# Excerto do texto:
Façamos então o exercício de olhar para a lei e enquadrar este fenómeno. O crime de incitação ao ódio, conforme referido pela P.S.P., situa-se no art. 240 do Código Penal mas, segundo se pode ler, não contempla como crime uma expressão violenta contra um grupo profissional, muito menos quando esta não é precedida ou procedida de outros actos de concertação que vão no mesmo sentido, de incitar ao ódio. Outro possível enquadramento legal incidiria sobre o artigo 187 do Código Penal. Acontece que este artigo versa sobre a “afirmação ou propalação de factos inverídicos” pelo que, segundo a interpretação que é possível fazer, uma opinião sem qualquer adesão ou articulação factual não se insere, pelo menos cabalmente, neste contexto — de resto, outros acórdãos que sustentam a jurisprudência apontam no mesmo sentido.
Assim, face ao difícil enquadramento jurídico, de UM cartaz entre, talvez, dezenas de milhares deles, é impossível não considerar o anúncio de queixa-crime como uma medida desproporcional face ao exposto. Se é verdade que o cartaz tem um teor potencialmente ofensivo, ainda é mais óbvio que a narrativa que nos apresenta se concretiza num imaginário hiper-simplificado, onde a figura do polícia representa a máxima — ou talvez a única — expressão de autoridade do estado. Como se sabe, essa ideia não podia estar mais distante da realidade num sistema como aquele em que vivemos, de poderes repartidos, altamente mediados e burocratizados.
Nesta, se quisermos, alienação da própria mensagem — que procura individualizar, ou personificar, todo um sistema em figuras individuais, desprovendo-as tanto do seu contexto humano e individual, como sistémico e social — podemos ver uma acção violenta, é certo, mas puramente performativa, sem qualquer pretexto ou contexto que sustente, credibilize ou reforce a mensagem e que por isso possa ser merecedor de uma acção de reposição da segurança pública. Não há relatos de violência levados a cabo por esse ou por outro manifestante, nem nada que vá para além do cartaz, ou melhor, da sua exposição em televisão. Não há nada para além do espetáculo.

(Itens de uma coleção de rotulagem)

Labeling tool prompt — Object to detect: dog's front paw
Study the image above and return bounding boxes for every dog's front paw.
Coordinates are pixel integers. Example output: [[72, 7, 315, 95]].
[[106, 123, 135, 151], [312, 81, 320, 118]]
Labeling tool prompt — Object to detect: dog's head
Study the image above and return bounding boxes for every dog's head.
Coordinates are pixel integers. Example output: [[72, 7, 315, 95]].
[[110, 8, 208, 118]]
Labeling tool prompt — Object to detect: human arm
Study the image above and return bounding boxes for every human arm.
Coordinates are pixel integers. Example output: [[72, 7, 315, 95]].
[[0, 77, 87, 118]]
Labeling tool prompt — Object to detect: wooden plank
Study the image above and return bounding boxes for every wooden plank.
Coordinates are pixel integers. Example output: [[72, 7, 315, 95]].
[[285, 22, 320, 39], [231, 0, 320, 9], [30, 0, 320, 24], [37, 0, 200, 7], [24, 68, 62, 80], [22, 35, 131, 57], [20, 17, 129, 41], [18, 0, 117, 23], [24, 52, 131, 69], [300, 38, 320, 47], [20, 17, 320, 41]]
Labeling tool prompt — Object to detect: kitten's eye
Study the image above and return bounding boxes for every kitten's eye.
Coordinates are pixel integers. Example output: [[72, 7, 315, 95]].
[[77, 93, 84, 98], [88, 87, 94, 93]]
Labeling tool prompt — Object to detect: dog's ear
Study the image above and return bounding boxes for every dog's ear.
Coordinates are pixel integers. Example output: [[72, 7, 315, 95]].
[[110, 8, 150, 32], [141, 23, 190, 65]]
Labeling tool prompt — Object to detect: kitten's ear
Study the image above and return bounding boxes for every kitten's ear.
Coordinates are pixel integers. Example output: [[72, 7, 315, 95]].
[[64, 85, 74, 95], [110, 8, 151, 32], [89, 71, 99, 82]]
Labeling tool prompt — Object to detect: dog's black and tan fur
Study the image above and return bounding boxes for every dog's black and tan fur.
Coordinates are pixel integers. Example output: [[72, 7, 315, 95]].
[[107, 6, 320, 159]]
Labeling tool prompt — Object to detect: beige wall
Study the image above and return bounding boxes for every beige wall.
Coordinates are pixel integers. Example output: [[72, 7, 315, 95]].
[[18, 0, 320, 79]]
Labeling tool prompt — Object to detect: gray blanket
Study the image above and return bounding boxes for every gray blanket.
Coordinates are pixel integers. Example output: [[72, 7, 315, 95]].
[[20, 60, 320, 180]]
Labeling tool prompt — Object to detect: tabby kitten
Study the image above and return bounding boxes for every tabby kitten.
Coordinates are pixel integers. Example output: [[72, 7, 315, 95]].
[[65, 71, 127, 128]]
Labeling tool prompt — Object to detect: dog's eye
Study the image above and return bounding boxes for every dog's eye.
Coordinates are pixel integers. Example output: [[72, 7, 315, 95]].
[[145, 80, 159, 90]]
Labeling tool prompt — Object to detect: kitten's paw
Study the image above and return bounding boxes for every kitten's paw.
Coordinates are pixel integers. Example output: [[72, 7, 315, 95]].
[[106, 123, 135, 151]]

# Partes do exercício:
A) Indique se cada afirmação está de acordo com o excerto, respondendo sim ou não e citando as palavras do excerto que o decidem: (i) a P.S.P. situou o crime de incitação ao ódio no art. 240 do Código Penal; (ii) o artigo 187 do Código Penal versa sobre a expressão de opiniões; (iii) há relatos de violência praticada pelo manifestante.
B) Repita, sem alterações, o trecho do excerto desde "Assim, face ao" até "mediados e burocratizados.".

# Soluções:
A)
(i) Sim: «O crime de incitação ao ódio, conforme referido pela P.S.P., situa-se no art. 240 do Código Penal».
(ii) Não: «este artigo versa sobre a “afirmação ou propalação de factos inverídicos”».
(iii) Não: «Não há relatos de violência levados a cabo por esse ou por outro manifestante».

B)
Assim, face ao difícil enquadramento jurídico, de UM cartaz entre, talvez, dezenas de milhares deles, é impossível não considerar o anúncio de queixa-crime como uma medida desproporcional face ao exposto. Se é verdade que o cartaz tem um teor potencialmente ofensivo, ainda é mais óbvio que a narrativa que nos apresenta se concretiza num imaginário hiper-simplificado, onde a figura do polícia representa a máxima — ou talvez a única — expressão de autoridade do estado. Como se sabe, essa ideia não podia estar mais distante da realidade num sistema como aquele em que vivemos, de poderes repartidos, altamente mediados e burocratizados.